YOUR INSTRUCTIONS
Write out the entries below again, switching every "rough mask" for "coarse mask" and changing nothing else. Leave the pictures out.

EXERCISE MATERIAL
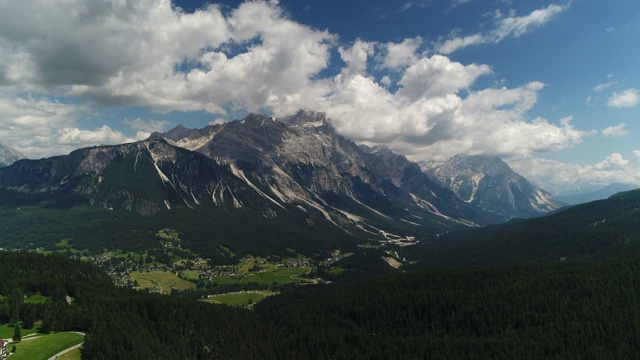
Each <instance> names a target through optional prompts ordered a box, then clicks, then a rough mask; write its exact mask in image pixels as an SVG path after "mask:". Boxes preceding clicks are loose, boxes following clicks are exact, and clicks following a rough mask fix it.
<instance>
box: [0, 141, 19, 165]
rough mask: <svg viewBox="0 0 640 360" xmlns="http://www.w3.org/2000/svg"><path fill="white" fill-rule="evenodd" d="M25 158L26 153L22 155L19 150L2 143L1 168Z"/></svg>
mask: <svg viewBox="0 0 640 360" xmlns="http://www.w3.org/2000/svg"><path fill="white" fill-rule="evenodd" d="M24 158H25V157H24V155H22V154H21V153H20V152H19V151H18V150H15V149H12V148H10V147H8V146H4V145H2V144H0V168H1V167H5V166H9V165H11V164H13V163H14V162H16V161H18V160H20V159H24Z"/></svg>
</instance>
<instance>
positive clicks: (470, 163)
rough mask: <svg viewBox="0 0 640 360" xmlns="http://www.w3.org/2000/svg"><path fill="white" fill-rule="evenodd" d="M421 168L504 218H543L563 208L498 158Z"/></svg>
mask: <svg viewBox="0 0 640 360" xmlns="http://www.w3.org/2000/svg"><path fill="white" fill-rule="evenodd" d="M421 168H422V170H423V171H424V172H425V173H426V174H427V175H428V176H429V177H430V178H431V179H433V180H434V181H436V182H438V183H439V184H440V185H442V186H444V187H446V188H449V189H451V190H452V191H453V192H455V193H456V194H457V195H458V197H459V198H460V199H462V200H463V201H465V202H467V203H470V204H474V205H477V206H479V207H481V208H483V209H485V210H487V211H490V212H493V213H495V214H499V215H501V216H503V217H505V218H512V217H522V218H527V217H533V216H540V215H543V214H546V213H548V212H550V211H553V210H556V209H559V208H560V207H562V206H563V204H562V203H560V202H559V201H556V200H554V199H553V197H552V196H551V194H549V193H548V192H546V191H544V190H542V189H539V188H537V187H535V186H533V185H531V183H529V181H528V180H527V179H525V178H524V177H522V176H521V175H519V174H517V173H516V172H514V171H513V170H512V169H511V168H510V167H509V165H507V164H506V163H505V162H504V161H502V160H501V159H500V158H497V157H489V156H467V155H456V156H454V157H452V158H451V159H449V160H448V161H446V162H444V163H428V162H423V163H421Z"/></svg>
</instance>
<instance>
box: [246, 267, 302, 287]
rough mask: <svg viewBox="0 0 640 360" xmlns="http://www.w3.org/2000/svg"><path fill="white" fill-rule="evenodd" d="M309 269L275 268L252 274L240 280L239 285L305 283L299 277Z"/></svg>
mask: <svg viewBox="0 0 640 360" xmlns="http://www.w3.org/2000/svg"><path fill="white" fill-rule="evenodd" d="M309 271H311V268H308V267H295V268H275V269H271V270H265V271H260V272H257V273H254V274H252V275H251V276H248V277H246V278H244V279H242V280H240V283H243V284H246V283H252V282H257V283H258V284H260V285H271V284H274V283H276V284H278V285H282V284H290V283H297V282H307V281H308V280H307V279H303V278H301V277H300V275H303V274H308V273H309Z"/></svg>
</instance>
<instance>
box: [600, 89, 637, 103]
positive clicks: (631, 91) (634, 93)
mask: <svg viewBox="0 0 640 360" xmlns="http://www.w3.org/2000/svg"><path fill="white" fill-rule="evenodd" d="M638 103H640V91H639V90H638V89H627V90H624V91H622V92H620V93H613V95H611V97H610V98H609V100H608V101H607V105H609V106H611V107H615V108H630V107H634V106H636V105H638Z"/></svg>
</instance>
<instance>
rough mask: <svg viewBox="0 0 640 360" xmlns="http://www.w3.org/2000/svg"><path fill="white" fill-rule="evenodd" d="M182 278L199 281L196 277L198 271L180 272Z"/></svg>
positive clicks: (194, 270) (198, 276)
mask: <svg viewBox="0 0 640 360" xmlns="http://www.w3.org/2000/svg"><path fill="white" fill-rule="evenodd" d="M182 277H184V278H185V279H189V280H193V281H198V279H200V277H199V276H198V270H185V271H183V272H182Z"/></svg>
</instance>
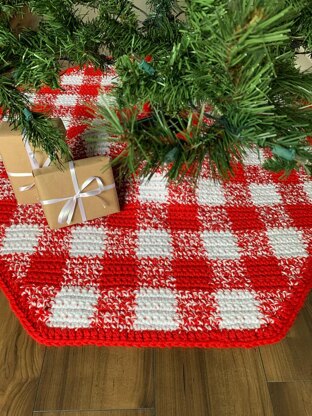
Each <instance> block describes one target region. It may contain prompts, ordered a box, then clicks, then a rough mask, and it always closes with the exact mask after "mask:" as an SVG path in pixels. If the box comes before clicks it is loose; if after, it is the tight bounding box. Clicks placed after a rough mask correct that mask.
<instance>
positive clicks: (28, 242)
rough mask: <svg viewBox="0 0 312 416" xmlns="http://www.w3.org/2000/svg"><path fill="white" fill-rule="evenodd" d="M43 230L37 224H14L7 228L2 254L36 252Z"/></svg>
mask: <svg viewBox="0 0 312 416" xmlns="http://www.w3.org/2000/svg"><path fill="white" fill-rule="evenodd" d="M40 233H41V230H40V228H39V226H38V225H36V224H17V225H15V224H13V225H11V226H10V227H8V228H6V230H5V236H4V239H3V243H2V247H1V249H0V252H1V254H11V253H34V251H35V248H36V246H37V245H38V239H39V235H40Z"/></svg>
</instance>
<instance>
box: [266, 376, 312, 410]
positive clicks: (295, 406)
mask: <svg viewBox="0 0 312 416" xmlns="http://www.w3.org/2000/svg"><path fill="white" fill-rule="evenodd" d="M269 390H270V395H271V400H272V404H273V409H274V416H311V415H312V382H311V381H295V382H289V383H269Z"/></svg>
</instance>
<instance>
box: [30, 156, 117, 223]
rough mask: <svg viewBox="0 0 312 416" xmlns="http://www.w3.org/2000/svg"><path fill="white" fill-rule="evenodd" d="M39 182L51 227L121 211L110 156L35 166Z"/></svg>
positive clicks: (84, 221) (39, 196)
mask: <svg viewBox="0 0 312 416" xmlns="http://www.w3.org/2000/svg"><path fill="white" fill-rule="evenodd" d="M33 174H34V177H35V183H36V187H37V190H38V194H39V197H40V201H41V203H42V205H43V209H44V212H45V215H46V218H47V221H48V224H49V226H50V227H51V228H53V229H57V228H61V227H66V226H68V225H72V224H78V223H81V222H85V221H87V220H92V219H94V218H99V217H103V216H106V215H109V214H113V213H116V212H119V210H120V208H119V202H118V196H117V192H116V188H115V182H114V176H113V172H112V169H111V167H110V165H109V159H108V158H107V157H91V158H88V159H81V160H76V161H74V162H68V163H66V164H65V165H64V167H63V169H62V170H59V169H58V168H57V167H56V166H49V167H46V168H40V169H35V170H34V171H33Z"/></svg>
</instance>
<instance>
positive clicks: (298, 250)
mask: <svg viewBox="0 0 312 416" xmlns="http://www.w3.org/2000/svg"><path fill="white" fill-rule="evenodd" d="M267 235H268V238H269V241H270V244H271V246H272V248H273V251H274V253H275V255H276V256H277V257H284V258H285V257H286V258H290V257H298V256H299V257H307V256H308V253H307V251H306V249H305V244H304V241H303V239H302V232H301V231H300V230H296V229H294V228H271V229H268V230H267Z"/></svg>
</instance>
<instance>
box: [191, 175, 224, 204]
mask: <svg viewBox="0 0 312 416" xmlns="http://www.w3.org/2000/svg"><path fill="white" fill-rule="evenodd" d="M196 194H197V199H198V203H199V204H201V205H223V204H225V197H224V192H223V187H222V185H221V184H220V183H218V182H214V181H213V180H212V179H204V178H201V179H199V181H198V186H197V189H196Z"/></svg>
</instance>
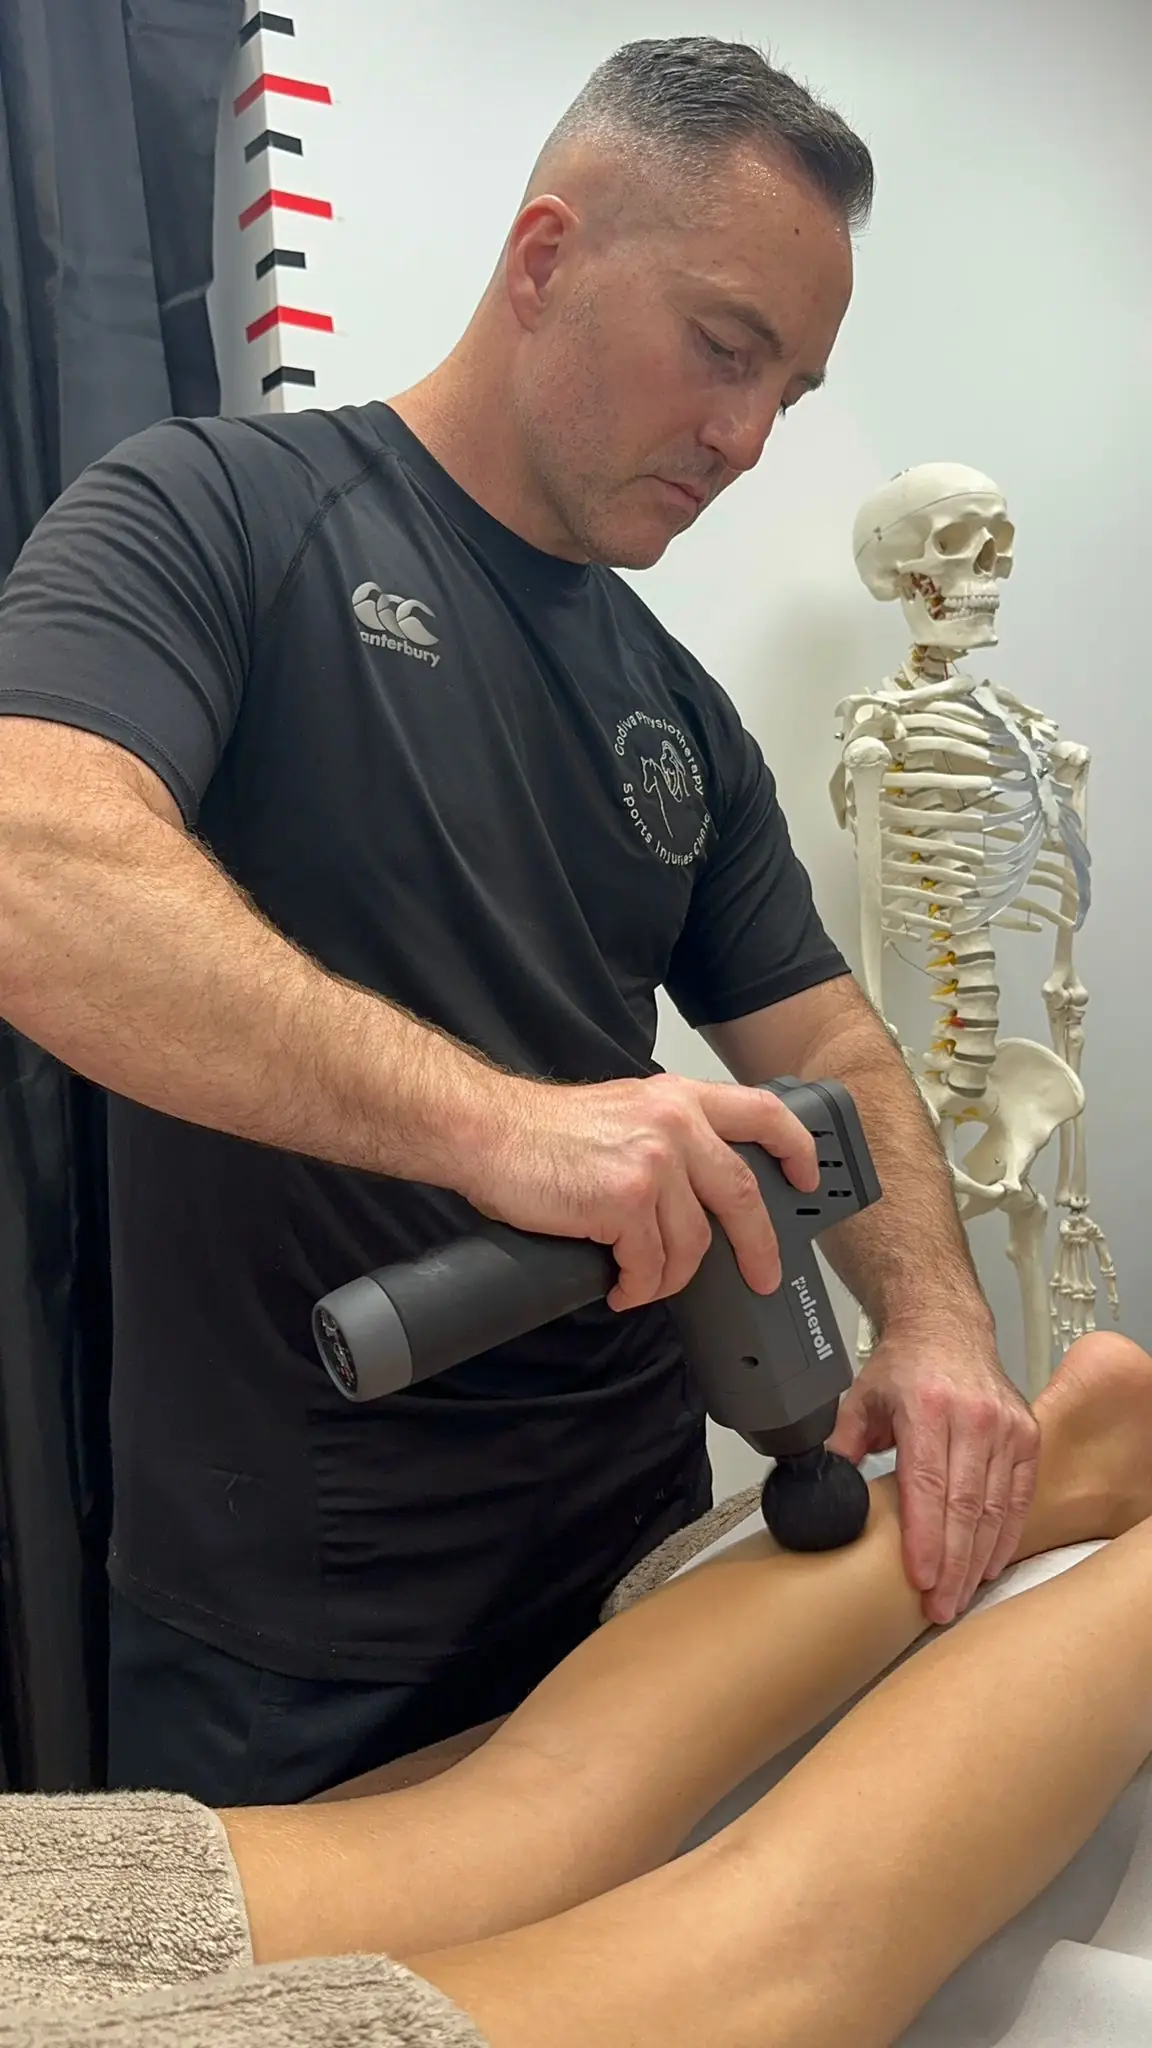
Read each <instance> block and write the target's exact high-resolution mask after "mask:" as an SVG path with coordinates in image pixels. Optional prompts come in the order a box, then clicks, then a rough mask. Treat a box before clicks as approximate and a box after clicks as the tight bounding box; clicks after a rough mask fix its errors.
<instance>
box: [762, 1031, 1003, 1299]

ANSWER TO THE PROBLEM
Each <instance> names a target through optional prompts ordered a box, then clicks, then a coarse mask; write its exact mask in image pixels as an SVG path after "mask:". Boxes preceding clicks are loose, boxes following clicks are exact, and clicks following a coarse mask fix it.
<instance>
box: [0, 141, 19, 165]
coarse mask: <svg viewBox="0 0 640 360" xmlns="http://www.w3.org/2000/svg"><path fill="white" fill-rule="evenodd" d="M25 158L26 153L22 155L19 150L2 143L1 168Z"/></svg>
mask: <svg viewBox="0 0 640 360" xmlns="http://www.w3.org/2000/svg"><path fill="white" fill-rule="evenodd" d="M24 158H25V157H24V155H22V154H21V153H20V152H19V151H18V150H15V149H12V148H10V147H8V146H4V145H2V144H0V168H1V167H5V166H9V165H11V164H13V163H14V162H16V161H18V160H20V159H24Z"/></svg>
</instance>
<instance>
positive clicks: (470, 163)
coarse mask: <svg viewBox="0 0 640 360" xmlns="http://www.w3.org/2000/svg"><path fill="white" fill-rule="evenodd" d="M421 168L504 218H543L563 208L498 158Z"/></svg>
mask: <svg viewBox="0 0 640 360" xmlns="http://www.w3.org/2000/svg"><path fill="white" fill-rule="evenodd" d="M421 168H422V170H423V171H424V172H425V173H426V174H427V175H428V176H429V177H430V178H431V179H433V180H434V181H436V182H438V183H439V184H440V185H442V186H444V187H446V188H449V189H451V190H452V191H453V192H455V193H456V194H457V195H458V197H459V198H460V199H462V200H463V201H465V202H467V203H470V204H474V205H477V206H479V207H481V208H483V209H485V210H487V211H490V212H493V213H495V214H499V215H501V216H503V217H505V218H512V217H522V218H527V217H533V216H540V215H543V214H546V213H548V212H550V211H553V210H556V209H559V208H560V207H562V206H563V204H562V203H560V202H559V201H556V200H554V199H553V197H552V196H551V194H549V193H548V192H546V191H544V190H542V189H539V188H537V187H535V186H533V185H531V183H529V181H528V180H527V179H525V178H524V177H522V176H521V175H519V174H517V173H516V172H514V171H513V170H512V169H511V168H510V167H509V165H507V164H506V163H505V162H504V161H502V160H501V159H500V158H497V157H489V156H467V155H456V156H454V157H452V158H451V159H449V160H448V161H446V162H444V163H428V162H423V163H421Z"/></svg>
</instance>
<instance>
box: [246, 267, 302, 287]
coarse mask: <svg viewBox="0 0 640 360" xmlns="http://www.w3.org/2000/svg"><path fill="white" fill-rule="evenodd" d="M309 269L275 268L252 274L240 280L239 285L305 283L299 277Z"/></svg>
mask: <svg viewBox="0 0 640 360" xmlns="http://www.w3.org/2000/svg"><path fill="white" fill-rule="evenodd" d="M309 271H311V268H308V267H295V268H275V269H271V270H265V271H260V272H257V273H254V274H252V275H251V276H248V277H246V278H244V279H242V280H240V283H243V284H246V283H252V282H257V283H258V284H260V285H271V284H274V283H276V284H278V285H282V284H290V283H297V282H307V281H308V280H307V279H303V278H301V277H300V275H303V274H308V273H309Z"/></svg>
</instance>
<instance>
box: [600, 89, 637, 103]
positive clicks: (631, 91) (634, 93)
mask: <svg viewBox="0 0 640 360" xmlns="http://www.w3.org/2000/svg"><path fill="white" fill-rule="evenodd" d="M638 103H640V91H639V90H638V89H627V90H624V91H622V92H620V93H613V95H611V97H610V98H609V100H608V101H607V105H609V106H611V107H615V108H630V107H634V106H636V105H638Z"/></svg>
</instance>
<instance>
coarse mask: <svg viewBox="0 0 640 360" xmlns="http://www.w3.org/2000/svg"><path fill="white" fill-rule="evenodd" d="M182 278L199 281L196 277L198 271L180 272Z"/></svg>
positive clicks: (194, 270) (198, 276)
mask: <svg viewBox="0 0 640 360" xmlns="http://www.w3.org/2000/svg"><path fill="white" fill-rule="evenodd" d="M182 277H184V278H185V279H189V280H193V281H198V279H200V277H199V276H198V270H185V271H183V272H182Z"/></svg>
</instance>
Each <instance> block describes one target region. It may contain prompts, ordered a box, then clicks, then a coarse mask, and it always closes with the exact mask after "mask:" as an SVG path in pixels. If the box comes before clicks it is loose; if after, it is the tight bounding box. Clicks placed after a coarse mask correct that mask.
<instance>
positive clicks: (28, 242)
coarse mask: <svg viewBox="0 0 312 416" xmlns="http://www.w3.org/2000/svg"><path fill="white" fill-rule="evenodd" d="M43 230L37 224H14L7 228L2 254L36 252Z"/></svg>
mask: <svg viewBox="0 0 312 416" xmlns="http://www.w3.org/2000/svg"><path fill="white" fill-rule="evenodd" d="M40 233H41V230H40V228H39V226H38V225H36V224H17V225H15V224H13V225H11V226H10V227H8V228H6V230H5V236H4V239H3V243H2V247H1V249H0V252H1V254H11V253H34V251H35V248H36V246H37V245H38V239H39V235H40Z"/></svg>
</instance>
<instance>
box: [266, 376, 312, 410]
positive clicks: (295, 406)
mask: <svg viewBox="0 0 312 416" xmlns="http://www.w3.org/2000/svg"><path fill="white" fill-rule="evenodd" d="M269 390H270V395H271V400H272V404H273V409H274V416H311V415H312V382H311V381H295V382H289V383H269Z"/></svg>
</instance>
<instance>
box: [30, 156, 117, 223]
coarse mask: <svg viewBox="0 0 312 416" xmlns="http://www.w3.org/2000/svg"><path fill="white" fill-rule="evenodd" d="M39 182L51 227L121 211L110 156L35 166Z"/></svg>
positive clicks: (84, 221) (39, 196)
mask: <svg viewBox="0 0 312 416" xmlns="http://www.w3.org/2000/svg"><path fill="white" fill-rule="evenodd" d="M33 174H34V177H35V183H36V187H37V190H38V194H39V197H40V201H41V203H42V205H43V209H44V212H45V215H46V218H47V221H48V224H49V226H50V227H51V228H53V229H57V228H61V227H66V226H68V225H72V224H78V223H81V222H85V221H87V220H92V219H94V218H99V217H103V216H106V215H109V214H113V213H116V212H119V210H120V208H119V202H118V196H117V192H116V188H115V182H114V176H113V172H112V169H111V167H110V165H109V159H108V158H107V157H91V158H88V159H81V160H76V161H74V162H68V163H66V164H65V165H64V167H63V169H62V170H59V169H58V168H57V167H56V166H49V167H46V168H40V169H35V170H34V171H33Z"/></svg>
</instance>
<instance>
positive clicks: (298, 250)
mask: <svg viewBox="0 0 312 416" xmlns="http://www.w3.org/2000/svg"><path fill="white" fill-rule="evenodd" d="M267 235H268V238H269V241H270V244H271V246H272V248H273V251H274V253H275V255H276V256H277V257H284V258H285V257H286V258H290V257H298V256H299V257H307V256H308V253H307V251H306V249H305V244H304V241H303V239H302V232H301V231H300V230H296V229H294V228H271V229H268V230H267Z"/></svg>
</instance>
<instance>
box: [191, 175, 224, 204]
mask: <svg viewBox="0 0 312 416" xmlns="http://www.w3.org/2000/svg"><path fill="white" fill-rule="evenodd" d="M196 194H197V199H198V203H199V204H201V205H223V204H225V197H224V192H223V187H222V185H221V184H220V183H218V182H214V181H213V180H212V179H204V178H201V179H199V181H198V186H197V189H196Z"/></svg>
</instance>
Read each <instance> block and write the target's exact high-resolution mask after "mask:" as an SVG path with coordinates in image pixels. Optional prompts come in the order a box, then clicks, then a coarse mask. Treat a box before clicks as approximate and a box after clicks as the tight bounding box; clicks after a coarse mask fix its errors.
<instance>
box: [762, 1031, 1003, 1299]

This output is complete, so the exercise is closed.